What to do:
In the blog post on editing, which chocolates are said to always be the first to go?

Document extract:
And I'd like to thank the team that beta read/reading The Forgotten for me: Jim Mcleod, Jeanna Tendean, Felicity van Ravensteyn, Kody Boye and M. E. Ellis.
EDITING IS LIKE...A BOX OF CHOCOLATES
Because no one likes the coffee creams and the strawberry creams are always the first to go.
To set the record straight, a few years ago my mother was throwing out a box of chocolates because she thought no one wanted them. She put them close to the bin (not IN the bin!). I found them, saw they were mostly caramels, and ate them. I refuse the claims that I ate chocolates from the bin (Sherie) but I do admit that they sufficed as breakfast that morning.
I digress as I often do.
As Hanks said in that film where he played Forrest Gump (the name of the film escapes me), with a box of chocolates, you never know what you're going to get. And that's true with editing. There are so many things that can go wrong, so many intricacies to consider. Unfortunately, there's only one real way around this. Read, write, learn.
An editor I worked with once said that any master craftsman needs to know each and every one of his tools, and this is very true of writing. Listen to any experienced editor you work with and absorb their knowledge like a sponge.
EDITING IS LIKE...A GAME OF POOL
You know how it is. Sometimes you just have to go to another town and all these differing rules come in. If you pot the cue ball, does your opponent:
a) place it anywhere on the table
b) place it anywhere behind the line
c) place it anywhere behind the line and play down the table or
d) place it in the D?
I've met guys who have sworn by each of these rules. The game is ultimately the same (hit balls with a stick) but each place develops their own rulings. So when you come along with the rules you've been taught, you look like an idiot.
With the written word, I've noticed a lot of this, in particular, subtle differences between the US and UK. Yes, we all know that Americans can't spell (colour, grey, foetus, kerb, mould...for example are the correct spellings ;-P ) but there are a few other things.
Did you know that UK writers go backwards and forwards while American counterparts go backward and forward? Little things like this make a difference and its just one more thing to pick up as you go along. That way, when an editor of a US magazine is making these changes, you'll know why. When I was doing the tech edits for Necrotic Tissue last month, I was an Englishman removing the English-terms from American stories written by Americans! Confused? You should be...
EDITING IS LIKE...MAKING LOVE TO A BEAUTIFUL WOMAN
You have to watch your dangling modifier, be careful not to splice her comma and most importantly, have fine wines and Belgium chocolates to hand.

Recorded data:
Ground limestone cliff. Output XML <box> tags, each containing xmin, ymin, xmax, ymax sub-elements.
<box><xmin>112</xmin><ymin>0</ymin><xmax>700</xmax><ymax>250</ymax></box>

Solution for this task:
The strawberry creams.